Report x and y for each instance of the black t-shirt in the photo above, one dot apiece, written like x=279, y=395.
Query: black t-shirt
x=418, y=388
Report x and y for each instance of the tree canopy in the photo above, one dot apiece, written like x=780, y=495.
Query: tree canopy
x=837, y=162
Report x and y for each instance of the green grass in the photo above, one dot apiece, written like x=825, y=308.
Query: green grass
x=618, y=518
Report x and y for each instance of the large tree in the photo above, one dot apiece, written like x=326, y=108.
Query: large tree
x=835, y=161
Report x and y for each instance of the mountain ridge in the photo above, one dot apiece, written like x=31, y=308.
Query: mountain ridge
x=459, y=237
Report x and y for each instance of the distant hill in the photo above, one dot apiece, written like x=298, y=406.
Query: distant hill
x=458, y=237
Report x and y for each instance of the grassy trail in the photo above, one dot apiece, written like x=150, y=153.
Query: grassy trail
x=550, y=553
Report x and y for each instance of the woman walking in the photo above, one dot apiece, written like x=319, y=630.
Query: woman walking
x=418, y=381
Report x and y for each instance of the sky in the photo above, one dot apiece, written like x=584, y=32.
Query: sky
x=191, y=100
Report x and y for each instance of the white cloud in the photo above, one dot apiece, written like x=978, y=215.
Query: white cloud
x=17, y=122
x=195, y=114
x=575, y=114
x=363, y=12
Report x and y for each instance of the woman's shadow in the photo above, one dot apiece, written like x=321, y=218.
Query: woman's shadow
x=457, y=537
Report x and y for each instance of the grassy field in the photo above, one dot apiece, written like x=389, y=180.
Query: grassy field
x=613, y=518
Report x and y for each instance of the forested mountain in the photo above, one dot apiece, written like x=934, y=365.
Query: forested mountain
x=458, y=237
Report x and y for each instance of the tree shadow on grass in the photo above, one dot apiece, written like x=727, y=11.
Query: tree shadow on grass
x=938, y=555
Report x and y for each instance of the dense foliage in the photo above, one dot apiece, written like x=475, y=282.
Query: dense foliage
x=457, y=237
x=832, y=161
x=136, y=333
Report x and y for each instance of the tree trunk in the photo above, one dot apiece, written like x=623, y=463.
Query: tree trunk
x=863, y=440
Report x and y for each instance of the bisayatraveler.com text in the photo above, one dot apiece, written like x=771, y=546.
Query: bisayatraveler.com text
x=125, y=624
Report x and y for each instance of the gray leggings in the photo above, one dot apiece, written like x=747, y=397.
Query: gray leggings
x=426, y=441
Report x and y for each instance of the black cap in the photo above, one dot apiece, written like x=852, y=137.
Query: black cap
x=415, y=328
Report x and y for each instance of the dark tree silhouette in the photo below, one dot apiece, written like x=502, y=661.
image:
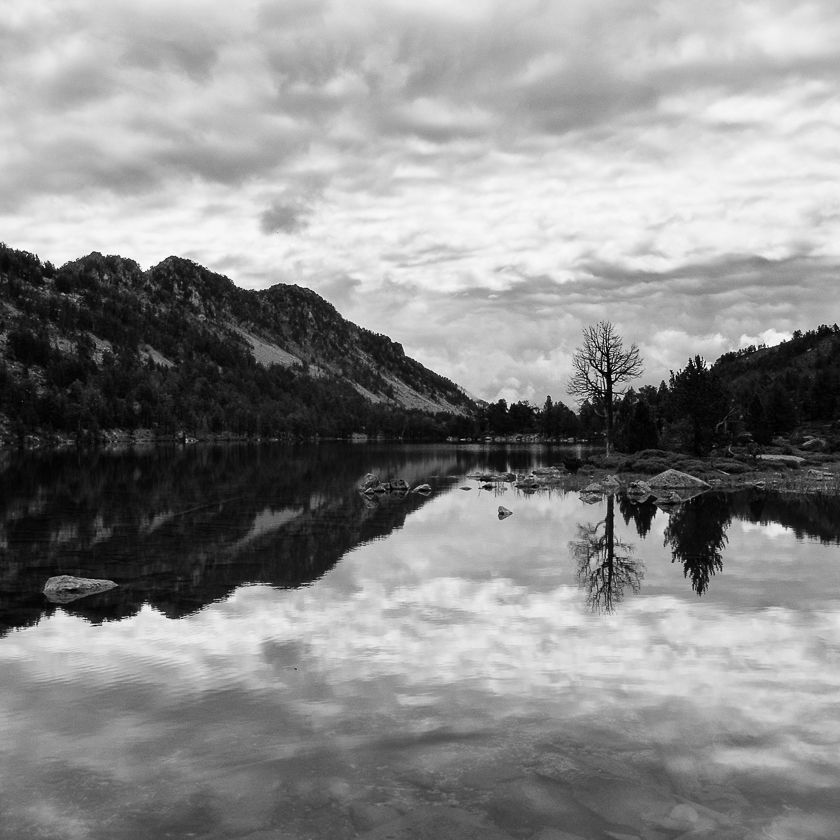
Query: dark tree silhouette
x=699, y=399
x=641, y=513
x=605, y=565
x=602, y=364
x=696, y=533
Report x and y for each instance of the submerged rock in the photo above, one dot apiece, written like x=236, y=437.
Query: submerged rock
x=437, y=823
x=610, y=484
x=66, y=588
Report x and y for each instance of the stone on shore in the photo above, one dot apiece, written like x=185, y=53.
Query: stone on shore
x=610, y=484
x=814, y=445
x=369, y=481
x=63, y=589
x=784, y=460
x=639, y=491
x=676, y=480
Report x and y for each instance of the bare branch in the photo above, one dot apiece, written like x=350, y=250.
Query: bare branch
x=600, y=366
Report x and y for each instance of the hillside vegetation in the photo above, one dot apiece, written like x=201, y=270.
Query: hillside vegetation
x=101, y=344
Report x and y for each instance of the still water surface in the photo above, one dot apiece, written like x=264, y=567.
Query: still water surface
x=283, y=659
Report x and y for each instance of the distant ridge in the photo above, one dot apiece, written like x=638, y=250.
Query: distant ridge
x=100, y=343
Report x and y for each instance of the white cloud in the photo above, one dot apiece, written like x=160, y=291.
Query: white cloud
x=459, y=151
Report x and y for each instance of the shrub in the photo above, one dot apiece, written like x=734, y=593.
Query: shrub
x=651, y=466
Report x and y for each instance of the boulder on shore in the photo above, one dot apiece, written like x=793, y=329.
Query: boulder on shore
x=639, y=491
x=63, y=589
x=610, y=484
x=674, y=479
x=369, y=481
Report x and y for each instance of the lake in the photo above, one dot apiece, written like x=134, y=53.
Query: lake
x=284, y=658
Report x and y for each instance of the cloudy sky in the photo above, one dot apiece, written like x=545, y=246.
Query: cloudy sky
x=479, y=180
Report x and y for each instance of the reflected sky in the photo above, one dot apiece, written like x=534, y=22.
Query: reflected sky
x=454, y=662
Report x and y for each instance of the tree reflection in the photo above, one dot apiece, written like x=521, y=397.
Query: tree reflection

Task prompt:
Check each line in the entries above for the string "reflection", then give the number of matching lines alone.

Response to the exercise:
2